Note that it looks fairly similar to the previous plot with cumulative probability for discrete events. It still grows from 0 to 1 but the steps are much finer. Yet we can still tell the probability of observing a tower of a height that is equal to or less than this. We start of at zero, because you cannot observe towers of negative height, so _all_ tower heights from negative infinity up to zero have a total cumulative probability of 0^[Keep in mind that these values are based on our example of me building a tower. In other circumstances, negative values are possible.]. If we pick the height of 4, then the _cumulative_ probability of observing a tower that is equal-or-less is 1 because _all_ must be that or smaller (that is how we defined it, there cannot be a tower higher than 4!). If we pick the middle of the interval (height = 2), the _cumulative_ probability of observing a tower that is equal-or-smaller is 0.5. This is because we are using a uniform distribution, so half splitting height in half also gives us 50% chance. As you can see, cumulative probability density behaves the same way as the cumulative probability mass in the example above. Both are fairly straightforward, as long as you appreciate that they are about _all_  outcomes up to the point of interest, not just a single event.

******

> _Required task 1_:
Pick out every line in the listing below that contains the string "cloud", matching case exactly.

******

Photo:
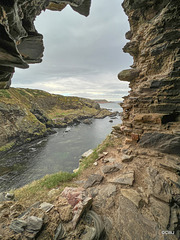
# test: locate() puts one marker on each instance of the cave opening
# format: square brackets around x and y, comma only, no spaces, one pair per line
[82,55]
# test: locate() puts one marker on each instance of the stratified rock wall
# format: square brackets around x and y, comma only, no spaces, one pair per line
[153,104]
[20,43]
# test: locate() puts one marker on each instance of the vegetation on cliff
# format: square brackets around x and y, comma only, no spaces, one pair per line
[27,114]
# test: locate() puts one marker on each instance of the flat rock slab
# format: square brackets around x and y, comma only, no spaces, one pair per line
[111,168]
[46,206]
[93,179]
[79,201]
[108,190]
[110,159]
[18,225]
[170,166]
[126,158]
[87,153]
[132,195]
[125,178]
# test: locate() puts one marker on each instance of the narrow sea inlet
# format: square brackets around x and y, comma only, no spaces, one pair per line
[58,152]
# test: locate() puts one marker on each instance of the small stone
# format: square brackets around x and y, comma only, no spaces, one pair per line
[34,224]
[76,170]
[46,206]
[87,121]
[9,196]
[128,75]
[52,192]
[111,168]
[87,153]
[126,158]
[170,166]
[126,179]
[135,137]
[18,225]
[133,196]
[65,213]
[59,234]
[110,159]
[108,190]
[93,179]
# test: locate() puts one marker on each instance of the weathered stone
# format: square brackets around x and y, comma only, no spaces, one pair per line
[158,186]
[18,225]
[87,153]
[52,192]
[97,229]
[59,233]
[21,44]
[133,196]
[170,165]
[109,159]
[127,158]
[93,179]
[46,206]
[161,210]
[79,200]
[66,213]
[131,224]
[125,179]
[128,75]
[108,190]
[34,224]
[167,143]
[111,168]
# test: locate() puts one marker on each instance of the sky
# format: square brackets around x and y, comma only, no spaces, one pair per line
[82,55]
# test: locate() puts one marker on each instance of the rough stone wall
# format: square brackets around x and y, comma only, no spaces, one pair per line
[152,109]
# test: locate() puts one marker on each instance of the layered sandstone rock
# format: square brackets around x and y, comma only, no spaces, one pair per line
[153,104]
[141,200]
[20,43]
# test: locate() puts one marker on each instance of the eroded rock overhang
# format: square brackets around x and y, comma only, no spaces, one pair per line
[20,42]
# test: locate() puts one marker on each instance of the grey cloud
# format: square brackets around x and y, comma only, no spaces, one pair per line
[81,53]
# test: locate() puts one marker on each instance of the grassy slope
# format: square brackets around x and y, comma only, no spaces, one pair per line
[27,114]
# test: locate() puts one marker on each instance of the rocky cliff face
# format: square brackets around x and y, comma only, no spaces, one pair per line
[152,109]
[20,43]
[136,188]
[27,114]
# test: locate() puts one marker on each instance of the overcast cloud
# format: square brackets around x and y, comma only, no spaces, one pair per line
[82,55]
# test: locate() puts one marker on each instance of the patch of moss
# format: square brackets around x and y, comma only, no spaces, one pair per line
[5,93]
[7,146]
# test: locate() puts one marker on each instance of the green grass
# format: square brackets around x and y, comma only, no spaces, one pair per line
[7,146]
[52,181]
[4,93]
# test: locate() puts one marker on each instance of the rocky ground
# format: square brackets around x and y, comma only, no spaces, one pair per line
[127,193]
[133,189]
[27,114]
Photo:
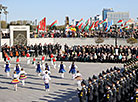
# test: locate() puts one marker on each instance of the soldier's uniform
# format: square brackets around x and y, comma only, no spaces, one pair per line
[95,90]
[108,95]
[90,91]
[82,93]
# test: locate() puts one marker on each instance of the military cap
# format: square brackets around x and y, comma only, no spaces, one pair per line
[90,79]
[94,77]
[83,82]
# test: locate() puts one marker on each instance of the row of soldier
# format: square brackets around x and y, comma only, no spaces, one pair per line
[112,85]
[42,69]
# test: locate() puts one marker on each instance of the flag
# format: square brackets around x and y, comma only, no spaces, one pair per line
[80,26]
[53,24]
[92,26]
[96,24]
[80,22]
[108,26]
[103,22]
[42,25]
[120,22]
[86,25]
[127,27]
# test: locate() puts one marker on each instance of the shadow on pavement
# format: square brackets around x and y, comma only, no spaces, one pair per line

******

> _Required task 2_:
Write out the whole passage on cumulative probability above, word for word.

> _Final result 1_:
# test: locate() puts one marker on each instance of the grey cloud
# test: locate() puts one marker on each instance of the overcast cloud

> _Final result 2_:
Note that it looks fairly similar to the previous plot with cumulative probability for discrete events. It still grows from 0 to 1 but the steps are much finer. Yet we can still tell the probability of observing a tower of a height that is equal to or less than this. We start of at zero, because you cannot observe towers of negative height, so _all_ tower heights from negative infinity up to zero have a total cumulative probability of 0^[Keep in mind that these values are based on our example of me building a tower. In other circumstances, negative values are possible.]. If we pick the height of 4, then the _cumulative_ probability of observing a tower that is equal-or-less is 1 because _all_ must be that or smaller (that is how we defined it, there cannot be a tower higher than 4!). If we pick the middle of the interval (height = 2), the _cumulative_ probability of observing a tower that is equal-or-smaller is 0.5. This is because we are using a uniform distribution, so half splitting height in half also gives us 50% chance. As you can see, cumulative probability density behaves the same way as the cumulative probability mass in the example above. Both are fairly straightforward, as long as you appreciate that they are about _all_  outcomes up to the point of interest, not just a single event.